→ RECORD SET
________________________________________

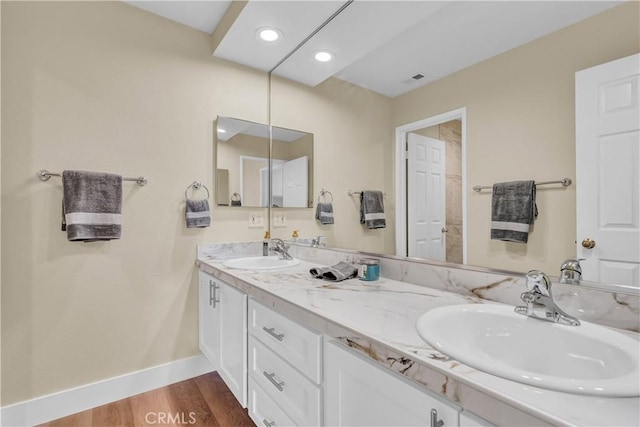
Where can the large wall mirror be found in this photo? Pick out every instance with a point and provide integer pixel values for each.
(243, 173)
(505, 64)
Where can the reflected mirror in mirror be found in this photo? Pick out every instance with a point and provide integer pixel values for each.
(242, 165)
(515, 82)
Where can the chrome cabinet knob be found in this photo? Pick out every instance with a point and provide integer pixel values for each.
(588, 243)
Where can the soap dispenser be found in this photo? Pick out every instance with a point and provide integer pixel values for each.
(265, 243)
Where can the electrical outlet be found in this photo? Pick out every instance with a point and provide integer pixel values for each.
(279, 219)
(256, 220)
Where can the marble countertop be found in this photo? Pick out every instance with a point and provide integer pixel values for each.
(378, 319)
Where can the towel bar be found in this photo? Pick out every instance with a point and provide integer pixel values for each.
(45, 175)
(564, 181)
(353, 193)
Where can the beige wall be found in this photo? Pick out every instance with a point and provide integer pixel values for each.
(228, 157)
(351, 137)
(0, 210)
(108, 87)
(520, 125)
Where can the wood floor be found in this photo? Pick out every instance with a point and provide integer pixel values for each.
(200, 401)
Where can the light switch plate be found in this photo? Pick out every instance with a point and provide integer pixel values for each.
(279, 219)
(256, 220)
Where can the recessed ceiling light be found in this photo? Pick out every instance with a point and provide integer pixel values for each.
(323, 56)
(268, 34)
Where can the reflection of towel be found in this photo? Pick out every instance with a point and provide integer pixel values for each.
(324, 213)
(92, 205)
(372, 209)
(197, 213)
(335, 273)
(513, 210)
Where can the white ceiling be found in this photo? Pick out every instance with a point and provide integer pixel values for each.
(228, 127)
(378, 45)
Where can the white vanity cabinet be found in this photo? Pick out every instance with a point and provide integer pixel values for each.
(360, 393)
(469, 419)
(285, 374)
(223, 331)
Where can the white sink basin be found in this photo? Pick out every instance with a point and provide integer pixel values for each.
(585, 359)
(260, 263)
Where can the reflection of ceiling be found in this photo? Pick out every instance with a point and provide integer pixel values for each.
(233, 127)
(201, 15)
(380, 45)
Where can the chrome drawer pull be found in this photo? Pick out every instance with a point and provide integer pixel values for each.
(213, 299)
(271, 331)
(274, 382)
(435, 422)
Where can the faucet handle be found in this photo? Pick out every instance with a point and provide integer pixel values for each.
(538, 282)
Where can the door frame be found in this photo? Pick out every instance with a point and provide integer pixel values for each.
(401, 174)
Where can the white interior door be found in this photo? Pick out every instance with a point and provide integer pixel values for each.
(264, 188)
(295, 187)
(607, 164)
(426, 207)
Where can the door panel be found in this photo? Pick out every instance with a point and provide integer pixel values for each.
(426, 204)
(607, 164)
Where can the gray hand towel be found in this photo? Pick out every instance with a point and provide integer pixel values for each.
(324, 213)
(513, 210)
(335, 273)
(197, 213)
(92, 205)
(372, 209)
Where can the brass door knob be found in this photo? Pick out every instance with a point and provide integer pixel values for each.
(588, 243)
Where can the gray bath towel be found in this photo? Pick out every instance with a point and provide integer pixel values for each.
(92, 205)
(513, 210)
(197, 213)
(335, 273)
(372, 209)
(324, 213)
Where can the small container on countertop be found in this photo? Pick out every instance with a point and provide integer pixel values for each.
(368, 269)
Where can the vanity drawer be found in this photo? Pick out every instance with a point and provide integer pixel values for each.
(263, 410)
(299, 346)
(298, 397)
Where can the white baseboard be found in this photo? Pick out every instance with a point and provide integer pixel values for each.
(67, 402)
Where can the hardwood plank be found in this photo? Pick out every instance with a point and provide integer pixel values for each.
(200, 401)
(116, 414)
(151, 407)
(189, 404)
(222, 402)
(81, 419)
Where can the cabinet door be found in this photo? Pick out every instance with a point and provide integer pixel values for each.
(233, 340)
(360, 393)
(208, 317)
(468, 419)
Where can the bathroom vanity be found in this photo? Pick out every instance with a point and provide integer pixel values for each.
(302, 351)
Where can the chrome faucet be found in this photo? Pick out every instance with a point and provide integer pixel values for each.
(540, 304)
(571, 271)
(281, 249)
(316, 242)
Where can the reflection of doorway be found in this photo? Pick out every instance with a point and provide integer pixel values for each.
(426, 197)
(426, 227)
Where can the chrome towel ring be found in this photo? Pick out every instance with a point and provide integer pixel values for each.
(323, 193)
(196, 185)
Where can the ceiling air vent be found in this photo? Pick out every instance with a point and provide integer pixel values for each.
(414, 78)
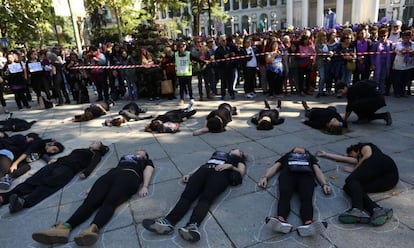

________________________________________

→ TO BE DONE
Return every line above that contains the word "light", copying each one in full.

→ WRITTEN REPLY
Where can the light switch plate be found in this photo? Pick out every instance with a point and provide integer pixel values for each.
Where can the recessed ceiling light be found in this photo? Pick out every instance with a point and provide integer pixel values for each.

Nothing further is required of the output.